Text section -
The lawyers of Dimond Kaplan & Rothstein, P.A., located in West Palm Beach, FL, provide criminal defense for individuals facing Burglary charges.
It is not uncommon for people to confuse the terms theft, robbery and burglary. But there are important legal distinctions between those charges.
Burglary in Florida
Burglary is, essentially, a crime against property plus the intent to commit another crime. It describes the entry, or unlawful occupation, of another person’s premises with the specific intent to carry out a criminal act – usually theft or other forcible felony (murder, manslaughter, aggravated battery, kidnapping, etc…).
In order to be found guilty of burglary in Florida, a prosecutor must prove that:
- a defendant entered another’s premises without authorization or permission, or if the person did have authorization or permission to enter, chose to remain on the premises after that consent had expired or had been revoked, and
- did so with the intent of committing another illegal act.
If a person commits an offense, such as theft or robbery, while on premises on which he or she has a lawful or consensual right to be, that person cannot be charged with burglary. For example, a shoplifter cannot be charged with burglary when stealing from a store that is open to the public. That person can only be charged with theft or attempted theft. However, if that person enters a restricted area of the store with intent to commit theft, he or she can be charged with burglary.
If a person enters a property without right or consent, but has no intent to commit a crime while inside, that person may be convicted of trespass, but not of burglary. For example if someone was merely trying to get out of the rain and entered a property without authorization, but harbored no nefarious motive, he or she would not be charged with burglary.
Florida Burglary Crimes
Chapter 810 of the Florida Statutes stipulates the various crimes of burglary and their penalties by qualifying types of properties as either: a dwelling, a structure, or a conveyance. A dwelling is a place of habitation; a structure is a building of any kind that is not designed for habitation, such as an office, a warehouse, a utility, etc.; a conveyance can be a car, trailer, ship, boat, etc. Thus, there are three types of burglary crimes in Florida with different fines and penalties – Burglary of a Dwelling, Burglary of a Structure, and Burglary of a Conveyance.
Burglary of a Dwelling
The crime of Burglary of a Dwelling is a Second Degree Felony. It carries a minimum sentence of 21 months in prison, with a maximum sentence of 15 years in prison and/or 15 years of probation. It also can cost a convicted defendant up to $10,000.

Request -
Name each forcible felony that the text on Florida burglary lists in parentheses as an example.

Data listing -
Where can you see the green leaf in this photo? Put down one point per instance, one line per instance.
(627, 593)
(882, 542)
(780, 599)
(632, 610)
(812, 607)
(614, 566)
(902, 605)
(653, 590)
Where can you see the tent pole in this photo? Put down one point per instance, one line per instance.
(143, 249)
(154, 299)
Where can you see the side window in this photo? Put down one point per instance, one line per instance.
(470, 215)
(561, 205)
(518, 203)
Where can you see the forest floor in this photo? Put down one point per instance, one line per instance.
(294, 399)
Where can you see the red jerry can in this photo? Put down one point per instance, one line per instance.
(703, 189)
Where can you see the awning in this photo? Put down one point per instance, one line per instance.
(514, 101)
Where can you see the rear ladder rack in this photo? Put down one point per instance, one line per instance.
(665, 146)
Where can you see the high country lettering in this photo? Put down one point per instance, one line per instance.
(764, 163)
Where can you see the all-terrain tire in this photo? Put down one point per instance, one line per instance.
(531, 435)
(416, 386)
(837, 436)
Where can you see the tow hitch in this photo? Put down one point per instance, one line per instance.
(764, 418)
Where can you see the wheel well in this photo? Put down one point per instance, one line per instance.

Complete response -
Murder, manslaughter, aggravated battery, kidnapping